• [Given request]: Copy the lines below word for word, beginning with the line that contains "subject: segway wheel" and ending with the line that contains "POLYGON ((140 85, 142".

Begin

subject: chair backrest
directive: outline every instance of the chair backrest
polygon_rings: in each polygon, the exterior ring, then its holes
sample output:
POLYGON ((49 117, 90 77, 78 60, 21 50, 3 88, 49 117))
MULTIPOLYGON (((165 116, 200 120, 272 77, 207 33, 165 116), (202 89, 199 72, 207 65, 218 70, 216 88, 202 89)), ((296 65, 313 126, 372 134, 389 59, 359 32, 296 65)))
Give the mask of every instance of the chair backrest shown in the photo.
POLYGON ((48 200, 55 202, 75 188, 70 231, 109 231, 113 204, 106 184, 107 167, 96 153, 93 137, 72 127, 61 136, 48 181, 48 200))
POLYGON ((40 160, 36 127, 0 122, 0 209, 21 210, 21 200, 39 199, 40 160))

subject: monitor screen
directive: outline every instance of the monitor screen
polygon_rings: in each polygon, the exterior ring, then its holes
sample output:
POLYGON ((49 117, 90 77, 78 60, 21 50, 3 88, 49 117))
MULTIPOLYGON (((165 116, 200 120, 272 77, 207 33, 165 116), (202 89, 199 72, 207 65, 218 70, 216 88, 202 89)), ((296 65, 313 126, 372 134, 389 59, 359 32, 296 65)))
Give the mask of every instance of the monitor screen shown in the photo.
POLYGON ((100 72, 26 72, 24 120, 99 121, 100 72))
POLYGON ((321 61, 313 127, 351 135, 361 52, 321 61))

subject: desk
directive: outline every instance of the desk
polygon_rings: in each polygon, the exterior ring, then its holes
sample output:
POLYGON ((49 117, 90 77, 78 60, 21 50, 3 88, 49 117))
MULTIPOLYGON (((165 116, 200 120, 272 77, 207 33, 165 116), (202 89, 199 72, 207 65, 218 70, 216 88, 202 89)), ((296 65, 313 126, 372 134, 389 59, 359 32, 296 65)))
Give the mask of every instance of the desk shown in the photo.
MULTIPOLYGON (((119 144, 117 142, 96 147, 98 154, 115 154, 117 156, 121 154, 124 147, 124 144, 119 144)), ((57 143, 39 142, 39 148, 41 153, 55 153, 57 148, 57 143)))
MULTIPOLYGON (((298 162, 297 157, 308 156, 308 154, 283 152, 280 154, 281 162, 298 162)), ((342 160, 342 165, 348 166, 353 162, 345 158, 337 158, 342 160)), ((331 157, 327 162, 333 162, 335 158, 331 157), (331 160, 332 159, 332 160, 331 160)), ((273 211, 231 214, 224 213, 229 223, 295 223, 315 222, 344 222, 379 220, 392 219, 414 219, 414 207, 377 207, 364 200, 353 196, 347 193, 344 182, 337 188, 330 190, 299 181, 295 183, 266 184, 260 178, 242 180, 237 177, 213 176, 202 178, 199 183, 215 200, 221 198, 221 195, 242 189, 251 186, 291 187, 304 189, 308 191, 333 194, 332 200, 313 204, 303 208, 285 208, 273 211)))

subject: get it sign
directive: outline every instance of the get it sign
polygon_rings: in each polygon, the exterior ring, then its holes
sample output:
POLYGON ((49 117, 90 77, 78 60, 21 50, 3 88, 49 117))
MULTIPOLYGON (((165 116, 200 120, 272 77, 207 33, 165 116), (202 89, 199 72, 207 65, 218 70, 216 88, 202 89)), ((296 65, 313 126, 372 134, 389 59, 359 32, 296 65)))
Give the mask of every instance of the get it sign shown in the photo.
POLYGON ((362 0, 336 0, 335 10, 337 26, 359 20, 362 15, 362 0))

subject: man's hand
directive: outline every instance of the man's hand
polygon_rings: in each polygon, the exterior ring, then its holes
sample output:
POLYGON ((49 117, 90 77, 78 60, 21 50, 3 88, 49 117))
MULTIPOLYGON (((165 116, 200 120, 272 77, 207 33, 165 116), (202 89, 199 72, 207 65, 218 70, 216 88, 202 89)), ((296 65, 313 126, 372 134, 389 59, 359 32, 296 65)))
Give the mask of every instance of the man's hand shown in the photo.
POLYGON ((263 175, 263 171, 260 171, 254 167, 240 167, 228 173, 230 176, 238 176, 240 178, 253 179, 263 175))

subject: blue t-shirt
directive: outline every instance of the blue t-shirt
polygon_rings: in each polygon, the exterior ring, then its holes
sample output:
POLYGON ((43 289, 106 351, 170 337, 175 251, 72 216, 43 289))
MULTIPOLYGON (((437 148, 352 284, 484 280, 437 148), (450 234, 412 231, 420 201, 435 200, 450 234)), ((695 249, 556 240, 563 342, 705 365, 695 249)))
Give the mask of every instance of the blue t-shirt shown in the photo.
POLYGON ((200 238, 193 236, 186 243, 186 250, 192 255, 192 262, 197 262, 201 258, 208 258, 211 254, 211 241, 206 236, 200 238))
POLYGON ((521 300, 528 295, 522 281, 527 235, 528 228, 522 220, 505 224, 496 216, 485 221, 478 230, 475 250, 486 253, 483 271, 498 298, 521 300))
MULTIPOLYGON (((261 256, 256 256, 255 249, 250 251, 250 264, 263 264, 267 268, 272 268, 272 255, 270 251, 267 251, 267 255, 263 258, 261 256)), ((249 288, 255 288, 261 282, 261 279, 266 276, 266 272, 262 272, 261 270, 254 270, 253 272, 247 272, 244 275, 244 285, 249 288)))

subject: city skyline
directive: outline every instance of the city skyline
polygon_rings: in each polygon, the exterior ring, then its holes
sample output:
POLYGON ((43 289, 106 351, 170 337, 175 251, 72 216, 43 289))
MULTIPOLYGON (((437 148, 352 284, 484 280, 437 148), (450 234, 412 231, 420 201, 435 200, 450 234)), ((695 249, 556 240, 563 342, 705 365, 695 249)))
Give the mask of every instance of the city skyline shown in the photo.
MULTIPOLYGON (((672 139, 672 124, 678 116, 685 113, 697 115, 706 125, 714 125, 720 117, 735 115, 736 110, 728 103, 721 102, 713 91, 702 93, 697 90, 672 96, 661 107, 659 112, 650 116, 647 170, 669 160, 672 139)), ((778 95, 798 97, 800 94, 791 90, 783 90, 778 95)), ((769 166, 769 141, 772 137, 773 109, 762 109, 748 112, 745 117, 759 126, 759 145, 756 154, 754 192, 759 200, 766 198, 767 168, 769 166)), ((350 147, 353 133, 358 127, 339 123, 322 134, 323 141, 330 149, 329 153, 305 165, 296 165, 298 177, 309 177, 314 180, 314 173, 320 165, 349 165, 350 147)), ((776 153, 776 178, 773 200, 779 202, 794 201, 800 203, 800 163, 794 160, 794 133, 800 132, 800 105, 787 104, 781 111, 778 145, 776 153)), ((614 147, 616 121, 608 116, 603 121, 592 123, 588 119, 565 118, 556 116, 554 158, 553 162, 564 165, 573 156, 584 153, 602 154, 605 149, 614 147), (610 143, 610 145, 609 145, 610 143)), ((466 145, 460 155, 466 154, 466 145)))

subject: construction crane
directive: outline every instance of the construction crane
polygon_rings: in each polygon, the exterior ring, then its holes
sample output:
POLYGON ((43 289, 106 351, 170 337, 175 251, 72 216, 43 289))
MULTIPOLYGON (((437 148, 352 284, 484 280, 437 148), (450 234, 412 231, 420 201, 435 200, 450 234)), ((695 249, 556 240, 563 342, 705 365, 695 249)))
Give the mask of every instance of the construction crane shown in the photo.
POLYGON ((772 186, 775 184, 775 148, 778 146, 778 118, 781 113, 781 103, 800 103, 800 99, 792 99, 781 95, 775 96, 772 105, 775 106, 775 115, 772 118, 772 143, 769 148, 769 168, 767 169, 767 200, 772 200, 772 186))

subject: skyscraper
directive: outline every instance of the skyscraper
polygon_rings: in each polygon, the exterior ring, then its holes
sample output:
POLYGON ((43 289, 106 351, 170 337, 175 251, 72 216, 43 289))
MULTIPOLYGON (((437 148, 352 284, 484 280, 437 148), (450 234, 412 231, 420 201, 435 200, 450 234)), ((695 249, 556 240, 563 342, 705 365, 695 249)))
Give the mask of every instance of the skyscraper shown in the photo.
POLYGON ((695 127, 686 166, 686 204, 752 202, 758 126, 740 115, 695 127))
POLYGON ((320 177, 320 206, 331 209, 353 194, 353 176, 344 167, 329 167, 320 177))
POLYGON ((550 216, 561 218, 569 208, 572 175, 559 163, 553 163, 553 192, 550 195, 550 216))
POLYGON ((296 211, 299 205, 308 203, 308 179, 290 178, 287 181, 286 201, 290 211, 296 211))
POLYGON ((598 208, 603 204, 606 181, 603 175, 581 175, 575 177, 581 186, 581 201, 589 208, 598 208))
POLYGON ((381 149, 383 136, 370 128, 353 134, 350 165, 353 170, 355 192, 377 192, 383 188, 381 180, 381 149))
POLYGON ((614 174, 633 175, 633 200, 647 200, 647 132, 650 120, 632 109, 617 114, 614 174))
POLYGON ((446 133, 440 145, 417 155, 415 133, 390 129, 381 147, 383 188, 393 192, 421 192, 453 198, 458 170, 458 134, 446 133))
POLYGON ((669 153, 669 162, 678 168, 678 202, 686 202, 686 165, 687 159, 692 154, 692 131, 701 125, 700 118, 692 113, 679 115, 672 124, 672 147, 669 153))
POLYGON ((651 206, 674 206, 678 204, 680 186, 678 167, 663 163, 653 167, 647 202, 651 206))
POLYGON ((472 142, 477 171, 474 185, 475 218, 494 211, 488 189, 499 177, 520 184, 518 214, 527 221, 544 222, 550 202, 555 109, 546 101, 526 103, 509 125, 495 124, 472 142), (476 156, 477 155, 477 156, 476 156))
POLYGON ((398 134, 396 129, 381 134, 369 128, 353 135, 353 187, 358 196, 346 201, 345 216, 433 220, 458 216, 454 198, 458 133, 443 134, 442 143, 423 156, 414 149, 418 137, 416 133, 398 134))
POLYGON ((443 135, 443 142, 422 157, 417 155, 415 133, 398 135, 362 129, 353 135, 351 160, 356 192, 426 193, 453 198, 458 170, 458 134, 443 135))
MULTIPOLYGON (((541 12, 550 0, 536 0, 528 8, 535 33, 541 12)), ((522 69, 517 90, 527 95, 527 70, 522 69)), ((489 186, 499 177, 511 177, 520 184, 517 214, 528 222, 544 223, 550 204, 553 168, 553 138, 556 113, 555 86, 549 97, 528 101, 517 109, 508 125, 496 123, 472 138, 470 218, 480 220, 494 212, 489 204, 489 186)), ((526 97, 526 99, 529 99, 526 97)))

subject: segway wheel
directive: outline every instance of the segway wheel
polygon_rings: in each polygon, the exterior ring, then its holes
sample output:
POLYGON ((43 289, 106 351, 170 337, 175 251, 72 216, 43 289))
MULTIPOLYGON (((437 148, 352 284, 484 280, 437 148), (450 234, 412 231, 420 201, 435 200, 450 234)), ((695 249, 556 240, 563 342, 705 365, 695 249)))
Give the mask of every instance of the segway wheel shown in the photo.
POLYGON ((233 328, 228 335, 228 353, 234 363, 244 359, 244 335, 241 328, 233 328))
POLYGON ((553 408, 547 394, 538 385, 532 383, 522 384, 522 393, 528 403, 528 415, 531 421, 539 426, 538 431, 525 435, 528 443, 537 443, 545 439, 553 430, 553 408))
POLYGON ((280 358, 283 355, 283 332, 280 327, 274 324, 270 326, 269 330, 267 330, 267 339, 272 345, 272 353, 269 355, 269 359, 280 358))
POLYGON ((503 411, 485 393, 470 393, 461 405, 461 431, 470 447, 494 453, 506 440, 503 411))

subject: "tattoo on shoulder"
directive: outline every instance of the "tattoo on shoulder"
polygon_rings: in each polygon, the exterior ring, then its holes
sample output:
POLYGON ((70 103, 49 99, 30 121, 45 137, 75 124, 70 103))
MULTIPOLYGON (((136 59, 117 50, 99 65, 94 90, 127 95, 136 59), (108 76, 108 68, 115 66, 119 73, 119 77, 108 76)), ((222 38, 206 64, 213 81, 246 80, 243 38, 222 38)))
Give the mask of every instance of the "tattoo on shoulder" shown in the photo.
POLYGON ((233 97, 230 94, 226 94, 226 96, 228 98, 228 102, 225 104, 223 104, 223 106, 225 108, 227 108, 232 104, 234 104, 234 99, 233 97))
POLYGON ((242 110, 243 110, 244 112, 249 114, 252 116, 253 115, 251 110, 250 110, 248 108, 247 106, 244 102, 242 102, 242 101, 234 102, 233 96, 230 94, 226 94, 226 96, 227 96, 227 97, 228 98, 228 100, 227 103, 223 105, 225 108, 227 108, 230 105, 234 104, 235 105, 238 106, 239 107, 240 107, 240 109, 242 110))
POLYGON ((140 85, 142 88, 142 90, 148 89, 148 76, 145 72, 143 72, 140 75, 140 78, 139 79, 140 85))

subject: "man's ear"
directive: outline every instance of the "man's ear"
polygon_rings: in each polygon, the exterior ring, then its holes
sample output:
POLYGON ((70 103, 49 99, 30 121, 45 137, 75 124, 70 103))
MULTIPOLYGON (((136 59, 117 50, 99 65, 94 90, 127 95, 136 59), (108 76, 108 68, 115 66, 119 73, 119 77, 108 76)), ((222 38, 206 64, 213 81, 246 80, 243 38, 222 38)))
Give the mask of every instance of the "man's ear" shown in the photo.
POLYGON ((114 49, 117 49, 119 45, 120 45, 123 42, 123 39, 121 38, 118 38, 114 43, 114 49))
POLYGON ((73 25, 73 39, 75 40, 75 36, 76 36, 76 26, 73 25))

End

• [Solution to this problem]:
subject: segway wheel
directive: outline every instance of the segway wheel
polygon_rings: in each polygon, the exterior ring, then its holes
sample output:
POLYGON ((43 289, 106 351, 170 337, 175 251, 72 216, 43 289))
MULTIPOLYGON (((437 148, 352 284, 484 280, 437 148), (450 234, 412 231, 420 201, 435 200, 450 234)), ((695 249, 556 240, 563 342, 705 365, 695 249)))
Give the mask of every instance of the segway wheel shown in the photo.
POLYGON ((233 328, 228 335, 228 353, 234 363, 244 359, 244 335, 241 328, 233 328))
POLYGON ((553 408, 547 394, 538 385, 532 383, 522 384, 522 393, 528 403, 528 415, 531 421, 539 426, 538 431, 525 435, 528 443, 537 443, 545 439, 553 430, 553 408))
POLYGON ((280 358, 283 355, 283 332, 280 327, 274 324, 270 326, 269 330, 267 330, 267 339, 272 345, 272 353, 269 355, 269 359, 280 358))
POLYGON ((503 411, 485 393, 470 393, 461 405, 461 431, 470 447, 494 453, 506 440, 503 411))

subject: "tattoo on shoulder"
directive: outline every instance of the "tattoo on shoulder"
polygon_rings: in each polygon, the exterior ring, then its holes
sample output:
POLYGON ((70 103, 49 99, 30 121, 45 137, 75 124, 70 103))
MULTIPOLYGON (((136 59, 117 50, 99 65, 94 90, 127 95, 136 59), (108 76, 108 68, 115 66, 119 73, 119 77, 108 76)), ((222 38, 206 64, 213 81, 246 80, 243 38, 222 38)))
Give the mask of every instance of the "tattoo on shoulder" shown in the photo.
POLYGON ((233 97, 230 94, 226 94, 226 96, 228 98, 228 102, 225 104, 223 104, 223 106, 225 108, 227 108, 232 104, 234 104, 234 99, 233 97))
POLYGON ((242 110, 243 110, 244 112, 249 114, 252 116, 253 115, 251 110, 250 110, 248 108, 247 106, 244 102, 242 102, 242 101, 234 102, 233 96, 230 94, 226 94, 226 96, 227 96, 227 97, 228 98, 228 100, 227 103, 223 105, 225 108, 227 108, 230 105, 234 104, 235 105, 238 106, 239 107, 240 107, 240 109, 242 110))
POLYGON ((140 85, 142 88, 142 90, 148 89, 148 76, 145 72, 143 72, 140 75, 140 78, 139 79, 140 85))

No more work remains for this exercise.